* EXCERTO DO DOCUMENTO:
• • •

Hoje vivemos a segunda corrida ao espaço, a Space Race 2.0. Como chegamos até lá, e como se regula a presença do Homem no espaço? Temos de fazer um Tratado de Tordesilhas dos planetas?
Ricardo Conde, Presidente da Agência Espacial Portuguesa (AEP), salienta o que importa perceber: “Está destinado o Homem a ser uma espécie interplanetária? E se sim, de que forma?”.
Por natureza, o Homem tem necessidade de território, de onde extrai os recursos, e quando estes acabam, avança e deixa a sua marca de destruição. Qual será a nossa marca na conquista do espaço e como pode a tecnologia apoiar esse avanço?
A relação do Homem com o Cosmos, as novas oportunidades e as ameaças da conquista espacial, levaram Ricardo Conde ao evento de transformação digital, Building the Future, com a talk: “The challenges to shape the future of space for a sustainable earth”.
O espaço como uma componente de futuro
Para Ricardo Conde, antes de olhar para o espaço, e entender a nossa relatividade entre o Cosmos, é preciso perceber que os problemas da Terra, como a guerra e a recessão, têm origem na relação entre os Homens.
“Como nos preparamos para dar aos nossos filhos uma mensagem de pouca esperança? De que vão viver num mundo escasso, com falta de recursos, como a água e a atmosfera que respiramos?”, para além do problema da nossa extinção, enquanto espécie. A ação humana está a tocar em “gatilhos” que ameaçam a biodiversidade e nos encaminham para um “colapso”.

• • •

* ITENS FORNECIDOS:
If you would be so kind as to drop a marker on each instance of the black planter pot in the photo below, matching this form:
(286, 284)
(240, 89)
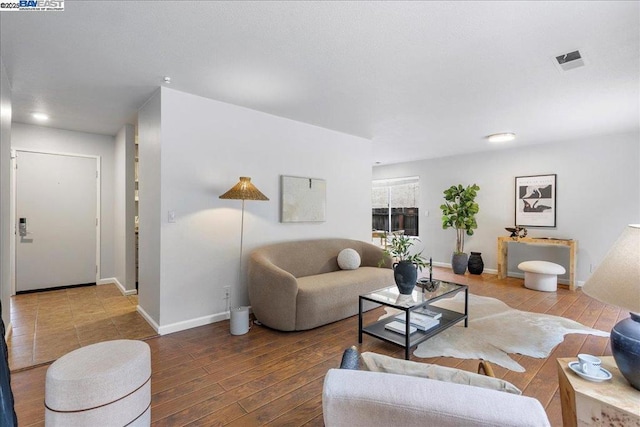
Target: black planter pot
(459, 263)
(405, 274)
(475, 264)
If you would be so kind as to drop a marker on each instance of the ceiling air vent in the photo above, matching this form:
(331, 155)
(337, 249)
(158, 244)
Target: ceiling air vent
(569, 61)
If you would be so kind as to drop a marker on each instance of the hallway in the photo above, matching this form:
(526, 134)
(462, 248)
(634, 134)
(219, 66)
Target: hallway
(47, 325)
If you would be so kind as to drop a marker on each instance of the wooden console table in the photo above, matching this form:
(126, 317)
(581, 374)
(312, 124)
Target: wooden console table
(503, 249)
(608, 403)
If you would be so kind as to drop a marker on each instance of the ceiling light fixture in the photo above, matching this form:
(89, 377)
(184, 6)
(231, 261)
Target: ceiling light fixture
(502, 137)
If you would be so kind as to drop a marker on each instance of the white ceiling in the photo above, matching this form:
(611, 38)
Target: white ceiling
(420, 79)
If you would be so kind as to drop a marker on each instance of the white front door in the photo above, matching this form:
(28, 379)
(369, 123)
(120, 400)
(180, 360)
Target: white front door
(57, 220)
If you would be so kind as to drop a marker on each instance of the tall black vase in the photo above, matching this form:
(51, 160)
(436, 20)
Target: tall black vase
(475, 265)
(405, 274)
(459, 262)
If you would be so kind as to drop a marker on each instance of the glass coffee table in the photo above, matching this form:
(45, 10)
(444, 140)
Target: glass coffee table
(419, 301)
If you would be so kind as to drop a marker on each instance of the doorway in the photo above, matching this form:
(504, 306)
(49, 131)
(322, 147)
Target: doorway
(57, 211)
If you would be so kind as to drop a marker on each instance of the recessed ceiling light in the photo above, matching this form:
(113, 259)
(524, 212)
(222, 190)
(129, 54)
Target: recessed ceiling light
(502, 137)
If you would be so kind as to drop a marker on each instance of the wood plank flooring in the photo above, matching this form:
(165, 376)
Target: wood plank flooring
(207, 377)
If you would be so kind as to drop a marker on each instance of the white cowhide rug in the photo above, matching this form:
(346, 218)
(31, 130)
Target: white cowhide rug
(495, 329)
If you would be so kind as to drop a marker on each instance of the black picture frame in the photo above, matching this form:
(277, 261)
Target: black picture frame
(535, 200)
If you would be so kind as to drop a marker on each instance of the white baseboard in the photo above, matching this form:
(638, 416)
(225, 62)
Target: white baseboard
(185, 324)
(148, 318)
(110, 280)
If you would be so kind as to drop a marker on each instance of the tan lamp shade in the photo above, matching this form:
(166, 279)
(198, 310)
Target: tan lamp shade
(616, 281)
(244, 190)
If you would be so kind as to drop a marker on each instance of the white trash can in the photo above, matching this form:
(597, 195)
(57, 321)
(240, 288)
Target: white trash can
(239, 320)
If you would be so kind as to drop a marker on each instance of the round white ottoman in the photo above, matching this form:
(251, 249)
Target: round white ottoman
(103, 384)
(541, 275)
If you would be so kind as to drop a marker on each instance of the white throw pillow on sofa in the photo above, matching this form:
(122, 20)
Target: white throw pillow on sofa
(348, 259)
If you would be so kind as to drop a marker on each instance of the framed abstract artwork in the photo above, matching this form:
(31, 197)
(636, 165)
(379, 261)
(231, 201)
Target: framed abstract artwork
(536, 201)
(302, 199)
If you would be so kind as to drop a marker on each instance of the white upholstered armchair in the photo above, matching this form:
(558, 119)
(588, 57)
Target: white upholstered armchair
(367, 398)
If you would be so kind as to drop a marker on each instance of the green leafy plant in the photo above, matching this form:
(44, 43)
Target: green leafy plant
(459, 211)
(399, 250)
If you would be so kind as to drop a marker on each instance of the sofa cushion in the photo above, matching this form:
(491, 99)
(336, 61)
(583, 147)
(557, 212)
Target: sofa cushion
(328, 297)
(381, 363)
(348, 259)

• • •

* INSTRUÇÕES DE TRABALHO: Indique em que evento Ricardo Conde apresentou a talk referida no texto sobre a segunda corrida ao espaço. Os itens não têm qualquer papel aqui.

* A SUA SOLUÇÃO: No Building the Future, um evento de transformação digital.